Your objective | Write the data out in full and word for word. Do not include images.

Data for this exercise |
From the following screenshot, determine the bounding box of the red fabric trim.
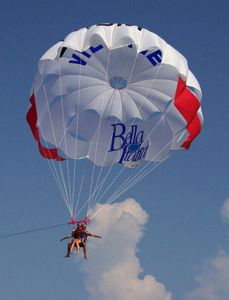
[174,76,202,149]
[26,94,39,141]
[26,94,64,161]
[182,114,202,149]
[174,77,200,124]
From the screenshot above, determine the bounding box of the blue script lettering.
[109,123,148,165]
[118,142,149,165]
[109,123,126,151]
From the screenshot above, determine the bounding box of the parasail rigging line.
[91,155,169,220]
[84,42,172,218]
[48,30,166,217]
[98,129,179,207]
[86,91,123,213]
[58,60,72,214]
[39,62,72,214]
[90,130,179,220]
[0,222,68,239]
[87,48,168,211]
[71,55,84,214]
[38,124,71,213]
[103,158,167,207]
[91,47,177,212]
[73,168,86,218]
[86,37,115,214]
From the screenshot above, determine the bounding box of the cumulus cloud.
[220,198,229,223]
[185,199,229,300]
[79,198,171,300]
[185,250,229,300]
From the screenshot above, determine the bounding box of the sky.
[0,0,228,299]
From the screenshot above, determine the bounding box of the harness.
[72,228,87,242]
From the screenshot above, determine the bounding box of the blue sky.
[0,1,228,299]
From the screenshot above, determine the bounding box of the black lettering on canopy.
[117,24,142,31]
[96,23,114,26]
[86,23,142,31]
[59,47,67,58]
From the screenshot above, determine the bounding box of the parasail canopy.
[27,23,203,219]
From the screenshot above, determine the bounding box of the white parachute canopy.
[27,23,202,219]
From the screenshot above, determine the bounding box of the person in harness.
[77,223,102,259]
[60,223,82,257]
[60,221,102,259]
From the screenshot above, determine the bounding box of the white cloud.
[79,198,172,300]
[220,198,229,223]
[185,250,229,300]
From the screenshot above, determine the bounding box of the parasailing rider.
[60,220,101,259]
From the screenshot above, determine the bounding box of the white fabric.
[32,24,202,166]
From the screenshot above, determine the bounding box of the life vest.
[71,227,87,242]
[71,228,81,239]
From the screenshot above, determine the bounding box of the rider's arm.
[87,232,102,238]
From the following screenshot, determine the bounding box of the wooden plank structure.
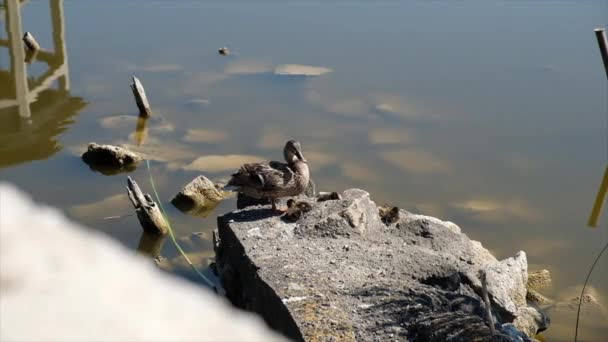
[0,0,71,118]
[0,0,86,169]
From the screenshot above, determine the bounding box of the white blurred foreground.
[0,184,286,342]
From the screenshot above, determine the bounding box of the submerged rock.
[553,293,607,314]
[215,188,543,341]
[527,289,554,306]
[81,142,142,174]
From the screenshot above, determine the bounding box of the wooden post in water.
[126,176,168,235]
[594,28,608,79]
[22,32,40,51]
[588,28,608,227]
[130,76,152,117]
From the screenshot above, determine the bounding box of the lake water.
[1,0,607,340]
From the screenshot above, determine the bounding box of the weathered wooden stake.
[22,32,40,51]
[127,176,168,235]
[480,270,496,335]
[594,27,608,79]
[130,76,152,117]
[588,28,608,227]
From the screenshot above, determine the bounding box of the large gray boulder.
[215,188,544,341]
[0,184,285,342]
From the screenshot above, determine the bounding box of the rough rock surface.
[216,188,544,341]
[463,252,528,321]
[171,175,224,216]
[0,184,285,342]
[81,142,142,174]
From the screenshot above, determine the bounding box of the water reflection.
[136,231,166,259]
[133,117,148,146]
[0,0,86,168]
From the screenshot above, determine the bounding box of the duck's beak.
[296,151,307,163]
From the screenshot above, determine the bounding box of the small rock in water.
[554,293,606,314]
[218,47,230,56]
[81,143,142,175]
[527,269,552,290]
[171,176,224,217]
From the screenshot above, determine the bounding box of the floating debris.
[218,47,230,56]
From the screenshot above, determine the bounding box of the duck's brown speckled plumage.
[226,140,310,208]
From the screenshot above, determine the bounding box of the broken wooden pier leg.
[130,76,152,117]
[127,176,168,235]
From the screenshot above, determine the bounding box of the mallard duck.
[225,140,310,211]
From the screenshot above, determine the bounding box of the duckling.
[284,199,303,222]
[224,140,310,212]
[317,191,341,202]
[379,205,400,225]
[295,200,313,213]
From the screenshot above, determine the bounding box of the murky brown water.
[1,0,607,340]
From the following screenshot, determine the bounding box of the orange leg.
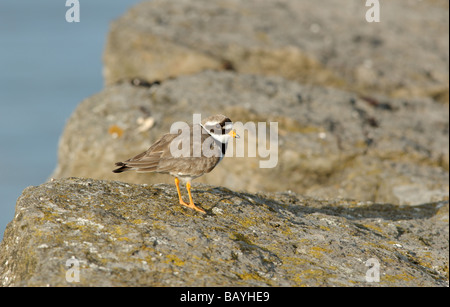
[174,178,205,213]
[174,177,184,204]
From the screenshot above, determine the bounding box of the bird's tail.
[112,162,131,173]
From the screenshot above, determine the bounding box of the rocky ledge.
[1,177,448,286]
[1,0,448,288]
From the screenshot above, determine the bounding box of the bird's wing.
[117,133,178,172]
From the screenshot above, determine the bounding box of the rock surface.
[51,71,449,205]
[1,177,448,286]
[53,0,449,205]
[104,0,449,103]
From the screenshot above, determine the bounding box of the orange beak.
[228,129,239,138]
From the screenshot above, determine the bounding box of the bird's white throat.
[200,123,233,144]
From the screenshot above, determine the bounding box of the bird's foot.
[179,200,206,214]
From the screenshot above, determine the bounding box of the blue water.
[0,0,144,238]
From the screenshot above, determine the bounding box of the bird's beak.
[228,129,239,138]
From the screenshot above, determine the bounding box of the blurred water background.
[0,0,143,237]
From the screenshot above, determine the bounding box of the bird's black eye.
[210,129,214,133]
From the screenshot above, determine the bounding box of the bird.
[113,114,238,213]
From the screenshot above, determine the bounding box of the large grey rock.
[1,177,448,286]
[51,71,449,205]
[104,0,449,103]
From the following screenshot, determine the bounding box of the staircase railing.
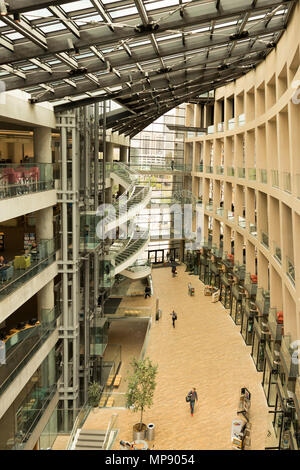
[102,413,119,450]
[67,402,91,450]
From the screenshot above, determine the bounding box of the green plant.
[126,357,158,431]
[88,381,101,407]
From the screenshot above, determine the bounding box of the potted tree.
[88,381,102,407]
[126,356,158,440]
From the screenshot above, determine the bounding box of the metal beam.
[0,14,48,51]
[48,6,80,39]
[0,0,293,65]
[7,0,77,13]
[2,22,284,92]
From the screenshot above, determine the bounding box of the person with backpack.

Answer area |
From the following screenshot, determine the bounding box of the red fabric trim.
[174,76,202,149]
[26,94,39,141]
[26,94,64,161]
[182,114,202,149]
[174,77,200,124]
From the screenshot above, determine the bounding box of the blue script lettering.
[109,123,148,165]
[118,142,149,165]
[109,123,126,151]
From the screenshot above, determine the bounding box of the parasail rigging line.
[91,155,169,220]
[84,42,172,218]
[48,30,166,217]
[98,129,179,207]
[86,91,123,213]
[58,60,72,214]
[39,62,72,214]
[90,130,179,220]
[0,222,68,239]
[87,48,168,211]
[71,55,84,214]
[38,124,71,213]
[103,158,167,207]
[91,47,177,212]
[73,168,86,218]
[86,37,115,214]
From the screenshot above, determine the bounding box of the cumulus cloud.
[220,198,229,223]
[185,199,229,300]
[79,198,171,300]
[185,250,229,300]
From the screenshot above, determine the bounding box of the sky.
[0,0,228,299]
From the screenshot above, determine the bounding box of the harness.
[72,228,87,242]
From the screenshot above, determine the bounding box of the blue sky.
[0,1,228,299]
From the screenshot above, determine the bounding box of the black lettering on canopy.
[117,24,142,31]
[96,23,114,26]
[86,23,142,31]
[59,47,67,58]
From the screenshot above, determine the bounding box of the parasail canopy.
[27,23,203,219]
From the screenshot above, determine the bounding box of the white parachute canopy.
[27,23,202,219]
From the screenshot above, determine the bounding box of the person in harness.
[77,223,102,259]
[60,223,82,257]
[60,221,102,259]
From the screenshot above, determine the bounding box of the white cloud.
[79,198,172,300]
[220,198,229,223]
[185,250,229,300]
From the screenshot above, determine the bounding box of the parasailing rider.
[60,220,101,259]
From the screenshot above, determine the bounding box of the white fabric.
[32,24,202,166]
From the screenshot above, determine the bounding box of the life vest.
[71,227,87,242]
[71,228,81,239]
From the screenshot above, determine the bounding box of the rider's arm.
[87,232,102,238]
From the following screenshot, determine the bounding box of the wooden plank structure.
[0,0,71,118]
[0,0,86,169]
From the screenshot above, determine the bounding box of the white blurred foreground.
[0,184,286,342]
From the screenshot above, determine the bounding box of the submerged rock.
[553,293,607,314]
[215,188,543,341]
[527,289,554,306]
[81,142,142,174]
From the screenshot above, determine the bounding box of the wooden post in water.
[126,176,168,235]
[594,28,608,79]
[22,32,40,51]
[588,28,608,227]
[130,76,152,117]
From the screenshot above, determine the bounding box of the lake water.
[1,0,607,340]
From the screenshot above, determine the bounding box of the weathered wooden stake.
[22,32,40,51]
[127,176,168,235]
[480,270,496,335]
[594,27,608,79]
[130,76,152,117]
[588,28,608,227]
From the screenshot above, determine the bounding box of the large gray boulder.
[215,188,544,341]
[0,184,285,342]
From the screenshot above, determine the bounding box of the rough rock surface.
[216,188,544,341]
[463,252,528,321]
[171,175,224,216]
[0,184,285,342]
[81,142,142,174]
From the screenshot above, determine the bounding box of the water reflection.
[136,231,166,259]
[133,117,148,146]
[0,0,86,168]
From the screenshot above, determine the bounding box of the duck's beak.
[296,151,307,163]
From the screenshot above, determine the bounding box of the small rock in water.
[554,293,606,314]
[218,47,230,56]
[81,143,142,175]
[527,269,552,290]
[171,176,224,217]
From the screenshot above, determine the bounding box of the floating debris.
[218,47,230,56]
From the screenshot above, determine the bounding box of the duck's brown speckled plumage.
[226,140,310,208]
From the screenshot above, determine the bounding box of the broken wooden pier leg.
[130,76,152,117]
[127,176,168,235]
From the screenshot above, determine the bounding box of the mallard duck.
[225,140,310,211]
From the screenshot above, determine the bounding box of the duckling.
[284,199,303,222]
[224,140,310,212]
[317,191,341,202]
[379,205,400,225]
[295,200,313,213]
From the screenshot above, determine the bounding box of the murky brown water.
[1,0,607,340]
From the following screenshot, determine the bounding box of the orange leg.
[174,178,205,213]
[174,177,184,204]
From the screenshot above, determine the bounding box of the bird's tail.
[112,162,131,173]
From the screenshot above, determine the bounding box of the rocky ledge.
[1,177,448,286]
[1,0,448,288]
From the screenshot above, determine the bounding box of the bird's wing.
[117,133,178,172]
From the screenshot above, determine the bounding box of the rock surface.
[51,71,449,205]
[1,177,448,286]
[53,0,449,205]
[104,0,449,103]
From the screenshot above, determine the bounding box of the orange beak.
[228,129,239,138]
From the screenshot above, determine the bounding box of the bird's white throat.
[200,123,233,144]
From the screenshot above, determine the bounding box of the bird's foot.
[179,200,206,214]
From the screenshot above, determine the bounding box of the blue water.
[0,0,144,238]
From the screenshot above, determine the bounding box of the bird's beak.
[228,129,239,138]
From the screenshot above, determine the bounding box of the blurred water background.
[0,0,143,237]
From the screenshot above, determine the bounding box of the bird's black eye.
[210,129,214,133]
From the screenshot above, determine the bounding box of the bird.
[113,114,238,213]
From the screenshot above, determine the bounding box of the large grey rock.
[1,177,448,286]
[51,71,449,205]
[104,0,449,103]
From the following screenshot, determine the bounding box of the staircase railing.
[102,413,119,450]
[67,402,91,450]
From the screenshot above, determine the bounding box of the green plant.
[126,357,158,431]
[88,381,101,407]
From the screenshot above, determine the bounding box of the potted tree.
[88,381,102,407]
[126,356,158,440]
From the screenshot above, determine the bounding box of the metal beam.
[0,14,48,51]
[48,6,80,39]
[0,0,293,65]
[7,0,77,13]
[2,22,284,92]
From the screenshot above, determine the bounding box of the person with backpack.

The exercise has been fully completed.